Some records:
______

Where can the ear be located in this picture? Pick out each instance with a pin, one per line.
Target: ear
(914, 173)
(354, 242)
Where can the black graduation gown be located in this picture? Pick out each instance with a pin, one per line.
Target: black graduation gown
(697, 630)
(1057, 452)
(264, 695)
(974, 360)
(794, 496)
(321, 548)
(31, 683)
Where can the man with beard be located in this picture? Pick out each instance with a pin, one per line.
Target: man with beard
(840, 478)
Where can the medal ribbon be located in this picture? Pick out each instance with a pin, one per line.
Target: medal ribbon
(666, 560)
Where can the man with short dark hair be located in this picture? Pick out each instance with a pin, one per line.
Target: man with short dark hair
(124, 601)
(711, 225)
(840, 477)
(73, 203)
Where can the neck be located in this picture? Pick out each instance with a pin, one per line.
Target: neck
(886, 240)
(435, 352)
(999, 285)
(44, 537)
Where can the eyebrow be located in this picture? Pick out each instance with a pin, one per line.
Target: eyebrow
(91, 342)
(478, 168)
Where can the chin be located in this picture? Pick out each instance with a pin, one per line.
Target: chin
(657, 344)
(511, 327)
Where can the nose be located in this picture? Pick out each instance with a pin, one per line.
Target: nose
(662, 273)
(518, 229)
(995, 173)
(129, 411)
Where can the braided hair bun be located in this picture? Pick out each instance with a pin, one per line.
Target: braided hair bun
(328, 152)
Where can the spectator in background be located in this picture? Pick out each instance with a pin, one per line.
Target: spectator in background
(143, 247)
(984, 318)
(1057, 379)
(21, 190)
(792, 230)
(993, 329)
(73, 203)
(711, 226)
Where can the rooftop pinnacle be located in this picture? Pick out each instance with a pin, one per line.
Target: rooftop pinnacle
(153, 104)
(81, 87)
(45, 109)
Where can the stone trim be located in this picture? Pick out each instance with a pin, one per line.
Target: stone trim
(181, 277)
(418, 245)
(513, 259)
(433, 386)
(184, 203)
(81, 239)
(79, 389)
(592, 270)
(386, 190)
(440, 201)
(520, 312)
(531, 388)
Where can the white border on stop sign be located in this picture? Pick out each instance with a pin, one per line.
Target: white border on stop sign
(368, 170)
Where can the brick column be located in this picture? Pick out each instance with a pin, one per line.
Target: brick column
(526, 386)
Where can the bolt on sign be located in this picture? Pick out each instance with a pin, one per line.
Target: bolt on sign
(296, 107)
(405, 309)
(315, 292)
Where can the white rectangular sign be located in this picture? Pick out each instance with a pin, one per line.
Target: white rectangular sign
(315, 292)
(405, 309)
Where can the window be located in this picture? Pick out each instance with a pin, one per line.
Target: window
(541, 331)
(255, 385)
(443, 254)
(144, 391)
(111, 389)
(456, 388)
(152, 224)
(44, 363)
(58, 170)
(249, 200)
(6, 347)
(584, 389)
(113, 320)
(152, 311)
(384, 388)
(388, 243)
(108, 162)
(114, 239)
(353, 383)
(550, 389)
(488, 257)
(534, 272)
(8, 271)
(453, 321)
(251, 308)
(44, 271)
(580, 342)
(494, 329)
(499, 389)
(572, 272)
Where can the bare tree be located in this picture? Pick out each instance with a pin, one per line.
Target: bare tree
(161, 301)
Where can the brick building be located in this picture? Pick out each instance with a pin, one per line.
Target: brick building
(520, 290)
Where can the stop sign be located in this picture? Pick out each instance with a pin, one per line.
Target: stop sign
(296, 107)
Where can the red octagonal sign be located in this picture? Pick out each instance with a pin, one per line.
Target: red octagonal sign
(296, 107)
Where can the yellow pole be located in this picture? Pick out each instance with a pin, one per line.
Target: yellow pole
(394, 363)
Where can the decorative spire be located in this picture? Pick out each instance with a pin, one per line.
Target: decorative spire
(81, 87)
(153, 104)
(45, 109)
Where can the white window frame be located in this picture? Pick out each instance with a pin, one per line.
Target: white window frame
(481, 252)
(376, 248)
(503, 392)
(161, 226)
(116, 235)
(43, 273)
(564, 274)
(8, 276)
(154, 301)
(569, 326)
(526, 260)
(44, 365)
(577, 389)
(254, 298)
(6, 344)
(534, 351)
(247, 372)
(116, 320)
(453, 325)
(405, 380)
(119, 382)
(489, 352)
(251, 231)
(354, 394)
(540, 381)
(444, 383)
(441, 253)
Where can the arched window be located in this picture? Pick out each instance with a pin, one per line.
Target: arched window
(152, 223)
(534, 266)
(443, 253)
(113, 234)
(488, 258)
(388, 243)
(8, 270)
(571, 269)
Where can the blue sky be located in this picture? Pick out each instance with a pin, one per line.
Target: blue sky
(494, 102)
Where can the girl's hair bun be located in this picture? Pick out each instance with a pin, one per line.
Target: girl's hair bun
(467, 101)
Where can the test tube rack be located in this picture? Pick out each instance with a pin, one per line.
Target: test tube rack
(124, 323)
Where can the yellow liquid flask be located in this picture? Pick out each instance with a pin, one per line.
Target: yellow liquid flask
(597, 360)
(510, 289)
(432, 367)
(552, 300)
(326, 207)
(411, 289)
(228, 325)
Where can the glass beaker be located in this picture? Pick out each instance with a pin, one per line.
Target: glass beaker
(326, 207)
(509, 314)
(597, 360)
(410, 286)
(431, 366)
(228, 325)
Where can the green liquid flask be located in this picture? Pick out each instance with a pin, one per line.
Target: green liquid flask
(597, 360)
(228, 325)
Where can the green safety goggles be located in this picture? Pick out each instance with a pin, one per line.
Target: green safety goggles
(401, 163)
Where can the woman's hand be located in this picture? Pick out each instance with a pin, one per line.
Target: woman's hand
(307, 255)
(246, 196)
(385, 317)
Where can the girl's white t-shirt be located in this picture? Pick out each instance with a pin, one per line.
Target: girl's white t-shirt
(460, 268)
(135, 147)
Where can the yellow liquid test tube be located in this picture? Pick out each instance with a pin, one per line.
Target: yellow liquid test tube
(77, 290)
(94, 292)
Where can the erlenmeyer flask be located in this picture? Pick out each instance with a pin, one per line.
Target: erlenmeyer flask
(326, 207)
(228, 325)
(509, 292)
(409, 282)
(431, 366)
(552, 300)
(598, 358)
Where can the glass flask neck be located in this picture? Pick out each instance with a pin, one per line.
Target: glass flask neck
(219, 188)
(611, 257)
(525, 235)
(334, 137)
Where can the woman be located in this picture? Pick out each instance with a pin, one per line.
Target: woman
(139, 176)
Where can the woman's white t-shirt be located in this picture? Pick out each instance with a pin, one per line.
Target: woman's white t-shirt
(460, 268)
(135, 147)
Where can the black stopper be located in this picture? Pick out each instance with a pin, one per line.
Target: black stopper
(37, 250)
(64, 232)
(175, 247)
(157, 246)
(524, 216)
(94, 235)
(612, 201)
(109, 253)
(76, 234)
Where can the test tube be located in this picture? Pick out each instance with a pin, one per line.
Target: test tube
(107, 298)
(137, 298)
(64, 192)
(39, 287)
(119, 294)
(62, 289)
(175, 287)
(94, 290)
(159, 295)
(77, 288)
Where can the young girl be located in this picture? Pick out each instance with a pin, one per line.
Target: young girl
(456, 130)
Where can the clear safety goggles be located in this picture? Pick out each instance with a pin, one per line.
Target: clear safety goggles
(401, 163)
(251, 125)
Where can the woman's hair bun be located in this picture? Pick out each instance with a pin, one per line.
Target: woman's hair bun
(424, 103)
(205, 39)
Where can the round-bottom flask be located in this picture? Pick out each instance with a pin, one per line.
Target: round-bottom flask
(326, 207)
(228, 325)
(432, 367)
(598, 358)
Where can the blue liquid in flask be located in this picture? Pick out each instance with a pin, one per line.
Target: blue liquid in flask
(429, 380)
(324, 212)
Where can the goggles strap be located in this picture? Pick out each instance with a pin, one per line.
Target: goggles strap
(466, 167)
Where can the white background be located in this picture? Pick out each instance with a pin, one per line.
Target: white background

______

_Work to do_
Return the lines above, from the one containing "Where can the test tube be" to the end, exactly as they stand.

_Correct result_
Where can the test tube be located in this picture? Pick out each instance with a pin, one per line.
Target: test tube
(107, 298)
(137, 298)
(64, 192)
(39, 287)
(119, 294)
(62, 289)
(175, 287)
(94, 290)
(159, 295)
(77, 288)
Where can the young girl be located in this picture? Pick out each instance with a pin, one per line.
Target: young girl
(456, 130)
Where can the clear safety goggles be located in this picture? Pick out each instance with a pin, one per line.
Target: clear safety goggles
(401, 163)
(251, 125)
Where can the woman's hair bun be located in this picture? Pick out each instance with a pin, one per line.
Target: woman's hair bun
(424, 103)
(205, 39)
Where can the round-bottom flask be located in this picture? Pick out each instance with a pin, one per line.
Target: round-bottom flask
(326, 207)
(228, 325)
(432, 367)
(598, 358)
Where can the blue liquid in flask be located in this picture? Pick out each instance with a pin, one per line.
Target: blue liquid in flask
(429, 380)
(324, 212)
Where can the goggles strap be located in this picture? Pick out each instance with a pin, one per line.
Target: goggles strap
(466, 167)
Where can the white background be located in this picture? Pick out each instance with a pin, one per line.
Target: white background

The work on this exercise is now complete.